> _Directive A_
Decide whether each statement below agrees with the passage on using blog technology to help children research and write. Answer yes or no for each, quoting the deciding words of the passage exactly. (i) The project is titled "Find It, Read It, Write It." (ii) Ms. Kaplan was one of the writer's English teachers at Foothill High in Pleasanton, CA. (iii) The Aquarium staff had often seen groups with that many questions.
> _Directive B_
Reproduce the passage on using blog technology to help children research and write, from "Using blog technology to help children research" to "about her class.".
> _Directive C_
Pick up the passage on using blog technology to help children research and write where it stops, and continue it.

Using blog technology to help children research and write

Patrick Delaney has written a splendid essay on using blog technology to help children learn to research and write.  The title of the project is an instant magnet: Find It, Read It, Write It.  It's a wonderful idea, but I confess after I read it I'm still trying to fit it into my world model.  It grabs at me in a number of ways:

  • The project is an outgrowth of the Bay Area Writer's Project.  The BAWP's co-director is - or was, I don't know - Rebekah Kaplan.  Ms. Kaplan was one of my english teachers at Foothill High in Pleasanton, CA.  I do remember Ms. Kaplan, but I can't honestly remember a lot about her class.
  • The approach sounds reminiscent of the things Montessori schools try to do in getting kids to learn to do research.  Montessori focuses in part on asking questions: before you go off to do research, the child needs to generate a list of questions they'd like to answer about a topic.  This hopefully encourages the child to go out with an inquiring mind, and not just a shovel ready to scoop up whatever they find.  (It works: last year a group of children from our Montessori school went up to the Tennessee Aquarium in Chattanooga.  The Aquarium staff was most impressed by the kids: they had rarely seen a group with so many questions.)

> _Material shown_

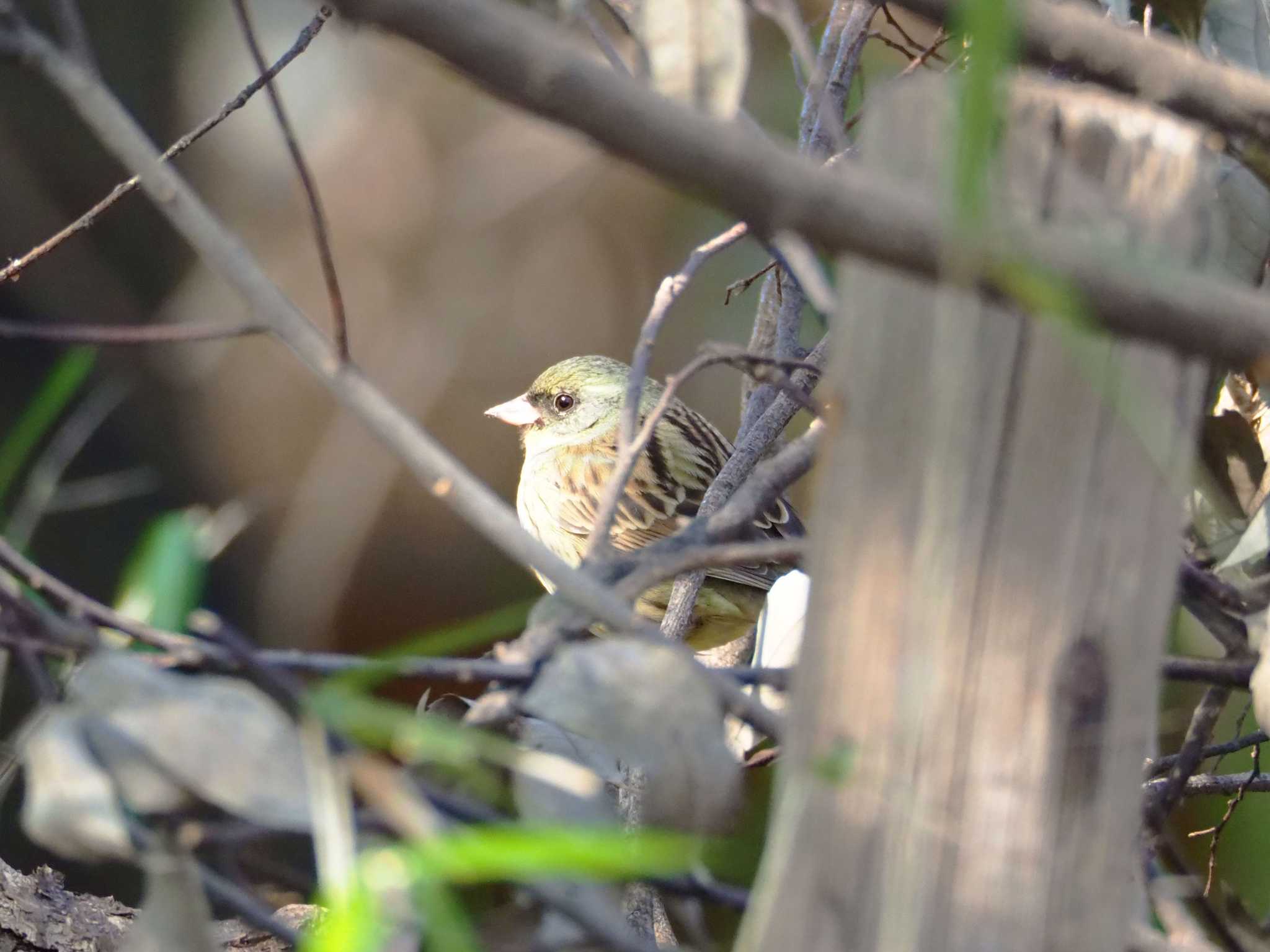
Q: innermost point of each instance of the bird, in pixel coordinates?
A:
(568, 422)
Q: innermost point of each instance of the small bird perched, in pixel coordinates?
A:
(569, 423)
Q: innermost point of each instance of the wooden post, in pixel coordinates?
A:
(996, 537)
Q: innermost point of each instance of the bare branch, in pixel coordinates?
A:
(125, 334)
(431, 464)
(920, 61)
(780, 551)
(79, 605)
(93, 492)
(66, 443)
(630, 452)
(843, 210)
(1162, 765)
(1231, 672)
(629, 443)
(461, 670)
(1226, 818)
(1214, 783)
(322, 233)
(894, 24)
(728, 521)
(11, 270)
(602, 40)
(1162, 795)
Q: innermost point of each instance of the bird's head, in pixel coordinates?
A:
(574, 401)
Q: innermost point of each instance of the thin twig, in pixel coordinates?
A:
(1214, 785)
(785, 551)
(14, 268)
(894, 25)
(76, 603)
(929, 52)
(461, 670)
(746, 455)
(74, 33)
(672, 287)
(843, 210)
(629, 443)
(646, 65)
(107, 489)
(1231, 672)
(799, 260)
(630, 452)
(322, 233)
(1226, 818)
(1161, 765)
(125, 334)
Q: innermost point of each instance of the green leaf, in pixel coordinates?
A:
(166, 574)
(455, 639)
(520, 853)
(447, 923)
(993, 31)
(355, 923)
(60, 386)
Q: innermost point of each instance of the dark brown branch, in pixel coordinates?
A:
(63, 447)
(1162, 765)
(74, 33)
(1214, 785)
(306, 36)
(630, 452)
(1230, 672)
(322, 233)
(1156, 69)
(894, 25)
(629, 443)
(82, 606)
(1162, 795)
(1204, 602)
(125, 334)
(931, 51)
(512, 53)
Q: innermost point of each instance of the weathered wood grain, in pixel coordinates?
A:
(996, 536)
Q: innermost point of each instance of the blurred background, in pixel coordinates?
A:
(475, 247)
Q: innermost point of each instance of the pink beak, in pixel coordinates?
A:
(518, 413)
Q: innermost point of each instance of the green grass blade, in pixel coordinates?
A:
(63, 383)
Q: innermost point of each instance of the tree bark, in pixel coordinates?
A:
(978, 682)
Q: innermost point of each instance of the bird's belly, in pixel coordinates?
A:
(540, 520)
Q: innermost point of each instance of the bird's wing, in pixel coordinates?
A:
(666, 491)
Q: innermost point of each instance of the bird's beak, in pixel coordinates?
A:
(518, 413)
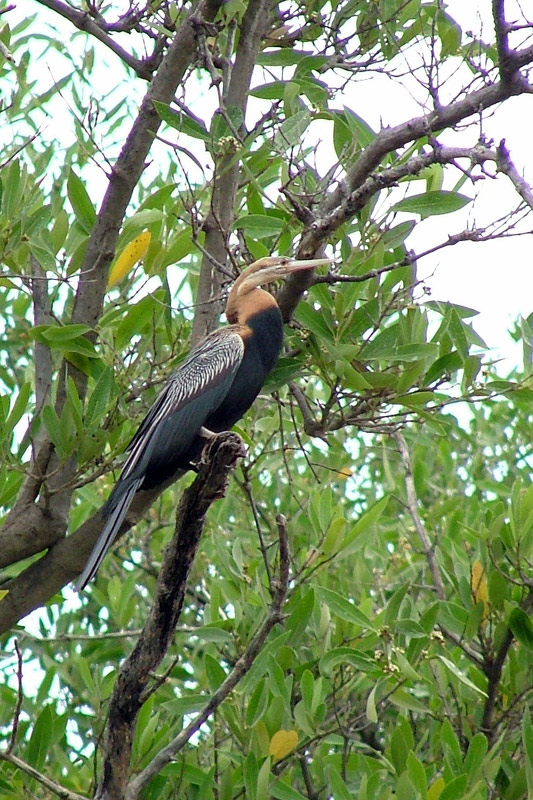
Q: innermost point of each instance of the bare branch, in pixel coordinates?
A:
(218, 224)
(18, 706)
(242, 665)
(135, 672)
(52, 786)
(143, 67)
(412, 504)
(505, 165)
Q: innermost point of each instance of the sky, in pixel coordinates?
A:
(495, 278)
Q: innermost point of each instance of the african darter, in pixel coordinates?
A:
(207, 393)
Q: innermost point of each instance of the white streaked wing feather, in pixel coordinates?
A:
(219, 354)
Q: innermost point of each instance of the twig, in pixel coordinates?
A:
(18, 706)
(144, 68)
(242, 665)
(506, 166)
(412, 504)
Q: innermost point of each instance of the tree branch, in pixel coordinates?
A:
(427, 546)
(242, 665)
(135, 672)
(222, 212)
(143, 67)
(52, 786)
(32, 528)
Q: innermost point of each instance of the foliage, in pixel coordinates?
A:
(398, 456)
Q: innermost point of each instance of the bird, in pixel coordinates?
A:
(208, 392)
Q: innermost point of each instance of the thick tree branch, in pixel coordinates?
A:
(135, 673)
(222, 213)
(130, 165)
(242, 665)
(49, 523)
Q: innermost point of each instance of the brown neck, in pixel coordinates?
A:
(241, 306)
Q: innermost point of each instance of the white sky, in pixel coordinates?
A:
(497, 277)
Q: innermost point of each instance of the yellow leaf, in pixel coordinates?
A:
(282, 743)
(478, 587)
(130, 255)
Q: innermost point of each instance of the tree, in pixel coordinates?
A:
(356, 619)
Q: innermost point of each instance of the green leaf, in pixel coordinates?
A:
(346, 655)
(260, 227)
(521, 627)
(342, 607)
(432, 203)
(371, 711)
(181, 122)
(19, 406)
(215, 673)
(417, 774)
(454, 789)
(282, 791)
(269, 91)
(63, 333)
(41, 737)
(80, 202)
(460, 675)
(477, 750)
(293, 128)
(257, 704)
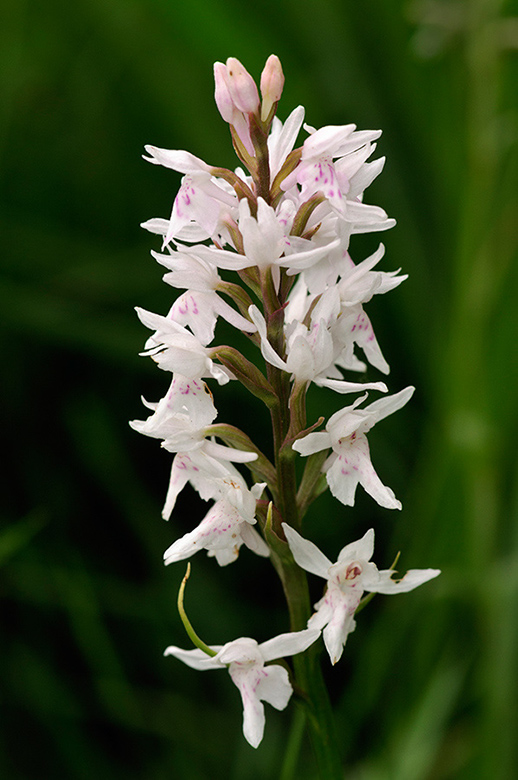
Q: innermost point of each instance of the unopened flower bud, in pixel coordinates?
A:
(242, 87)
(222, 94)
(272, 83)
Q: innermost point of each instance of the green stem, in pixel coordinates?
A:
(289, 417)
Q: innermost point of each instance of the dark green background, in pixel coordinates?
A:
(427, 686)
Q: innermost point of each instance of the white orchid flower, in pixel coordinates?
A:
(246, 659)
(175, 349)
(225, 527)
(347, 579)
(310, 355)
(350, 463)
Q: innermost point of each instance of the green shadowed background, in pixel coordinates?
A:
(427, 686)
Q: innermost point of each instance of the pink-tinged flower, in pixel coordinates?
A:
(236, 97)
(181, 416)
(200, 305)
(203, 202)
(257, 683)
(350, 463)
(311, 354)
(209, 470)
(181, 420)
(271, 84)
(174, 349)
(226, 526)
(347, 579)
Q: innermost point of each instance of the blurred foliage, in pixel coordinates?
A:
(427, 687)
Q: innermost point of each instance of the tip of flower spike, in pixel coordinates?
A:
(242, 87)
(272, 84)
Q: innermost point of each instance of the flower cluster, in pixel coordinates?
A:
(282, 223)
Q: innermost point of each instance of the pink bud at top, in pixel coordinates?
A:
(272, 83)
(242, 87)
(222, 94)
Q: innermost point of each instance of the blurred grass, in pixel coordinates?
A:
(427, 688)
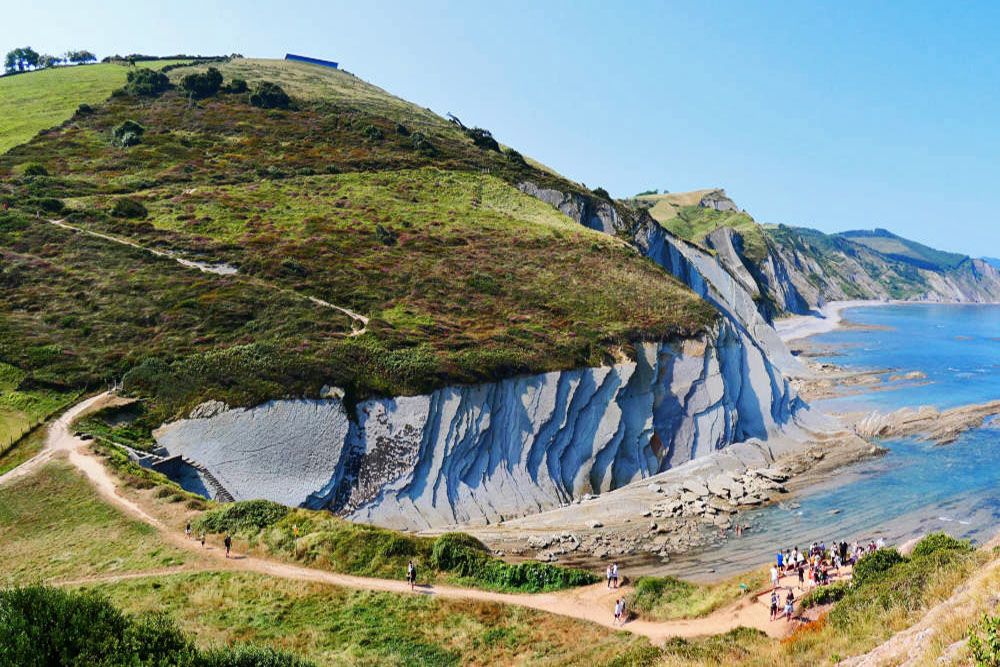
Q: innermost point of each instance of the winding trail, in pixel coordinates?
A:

> _Written answer A_
(i) Yes: "The title of the project is an instant magnet: Find It, Read It, Write It."
(ii) Yes: "Ms. Kaplan was one of my english teachers at Foothill High in Pleasanton, CA."
(iii) No: "they had rarely seen a group with so many questions."

> _Written answer B_
Using blog technology to help children research and write

Patrick Delaney has written a splendid essay on using blog technology to help children learn to research and write.  The title of the project is an instant magnet: Find It, Read It, Write It.  It's a wonderful idea, but I confess after I read it I'm still trying to fit it into my world model.  It grabs at me in a number of ways:

  • The project is an outgrowth of the Bay Area Writer's Project.  The BAWP's co-director is - or was, I don't know - Rebekah Kaplan.  Ms. Kaplan was one of my english teachers at Foothill High in Pleasanton, CA.  I do remember Ms. Kaplan, but I can't honestly remember a lot about her class.

> _Written answer C_
  • The project title reminds me of a couple of books by William Zinsser: Writing to Learn and On Writing Well, both of which espouse the idea that writing is one way to go about learning something.

And it all pulls at me for the same reason I started this weblog: the sense that writing is something that can help pull it all together.

It's a great idea, but one I haven't taken to heart.  I've been at my new job at Georgia Tech here for almost three weeks, and I haven't written much down yet.  I'm unsure of where and how to go about it.  At my last job I started an internal Wiki to help document what I was finding out.  Here I could use this blog, but I'm sensitive to the line between work and home, which is another way of saying I'm still new in this job, and don't want to screw it up.  I don't think I know much dirty laundry about Tech yet, but I still want to be careful.